To do →
1 > Reproduce the stretch of the DNR Ranch passage below from "The DNR Ranch" through "silken cowboy shirt.", word for word.
2 > Using the DNR Ranch passage below, explain in one to three sentences why the narrator concludes that the DNR was practicing brilliant niche marketing.

Document →
# # # # #

Next I looked up niche marketing and learned that it does indeed refer to offering a specific product aimed at satisfying a specific market need.
The DNR was practicing brilliant niche marketing, I concluded.
The DNR Ranch must have been targeting all those elderly millionaires who marry lovely young trophy wives - you know, all those young, blonde wives who are looking forward to being young, blonde widows.
I could almost hear the discussions emanating from the DNR’s fine cabins as I drove past:
“Oh, Harry, just finish up your gruel now, so we can go for that wonderful 40-mile horseback ride you were so looking forward to,” Young Wife might croon to a frail husband as he sits in an easy chair, his lap covered with a warm woolly robe.
“Umph,” he replies, drooling a mudslide of gruel down the front of his silken cowboy shirt.
The wife tidies him up and straightens his clothing, pulling - a bit too tightly, did I see? - at his long black silk cowboy-style neckerchief as she glances out the window, staring (a little too longingly, do I imagine?) at the chiseled features of the handsome young wrangler who’s saddling up for the upcoming trail ride.
“Come on, Harry, hurry up there,” the wife urges rather snappishly, considering that Harry appears to be dozing off again, his face dipping dangerously near his bowl of cooling gruel.
She helps Harry up and leads him out to the corral.
“Oh, Clint,” she calls sweetly to the young wrangler, who is admiring his white teeth in the polished concho on a DNR bridle.

# # # # #

Data →
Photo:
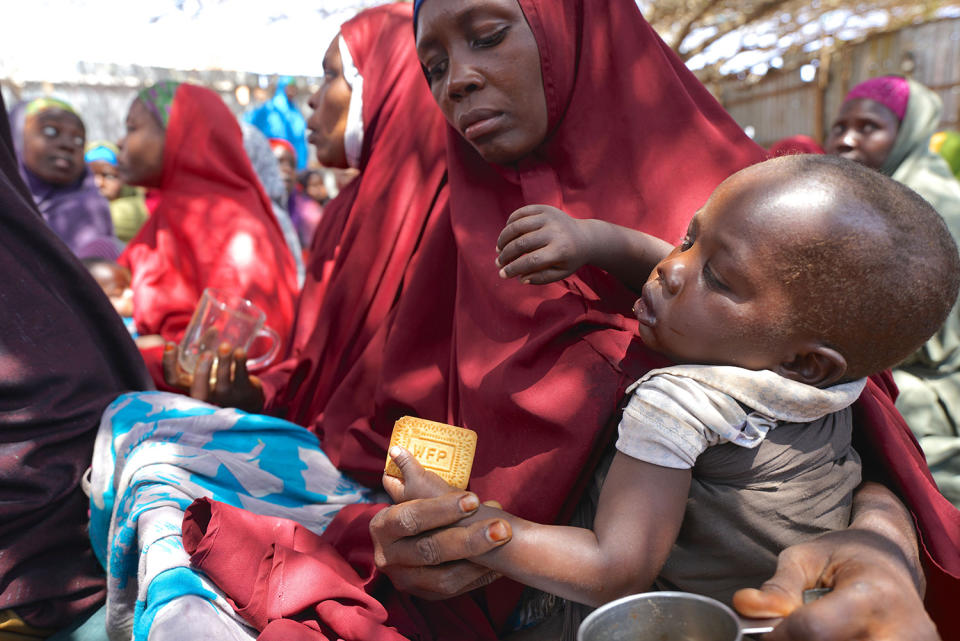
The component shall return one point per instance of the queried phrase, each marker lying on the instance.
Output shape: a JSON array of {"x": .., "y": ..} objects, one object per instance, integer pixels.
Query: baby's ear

# # # # #

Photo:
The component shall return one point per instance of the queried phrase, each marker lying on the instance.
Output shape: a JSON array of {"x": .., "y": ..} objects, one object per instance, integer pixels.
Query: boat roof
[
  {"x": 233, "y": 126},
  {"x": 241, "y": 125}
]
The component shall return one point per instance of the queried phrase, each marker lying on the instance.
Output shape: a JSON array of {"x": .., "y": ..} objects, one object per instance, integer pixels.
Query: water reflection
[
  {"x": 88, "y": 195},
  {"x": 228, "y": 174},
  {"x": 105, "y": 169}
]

# # # # #

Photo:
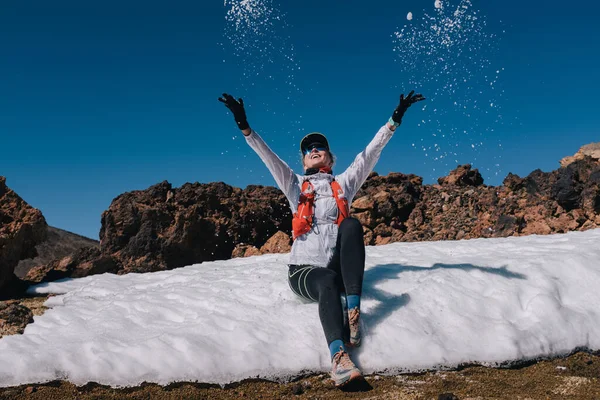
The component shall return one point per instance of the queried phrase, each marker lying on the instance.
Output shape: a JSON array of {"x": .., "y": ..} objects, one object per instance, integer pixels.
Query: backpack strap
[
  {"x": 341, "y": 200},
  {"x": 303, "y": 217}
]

# # # # #

The results →
1 >
The DNR Ranch must have been targeting all those elderly millionaires who marry lovely young trophy wives - you know, all those young, blonde wives who are looking forward to being young, blonde widows.
I could almost hear the discussions emanating from the DNR’s fine cabins as I drove past:
“Oh, Harry, just finish up your gruel now, so we can go for that wonderful 40-mile horseback ride you were so looking forward to,” Young Wife might croon to a frail husband as he sits in an easy chair, his lap covered with a warm woolly robe.
“Umph,” he replies, drooling a mudslide of gruel down the front of his silken cowboy shirt.

2 > The narrator looked up niche marketing and learned that it means offering a specific product aimed at a specific market need. The narrator decided that the DNR Ranch must be targeting elderly millionaires married to young trophy wives who look forward to being young widows.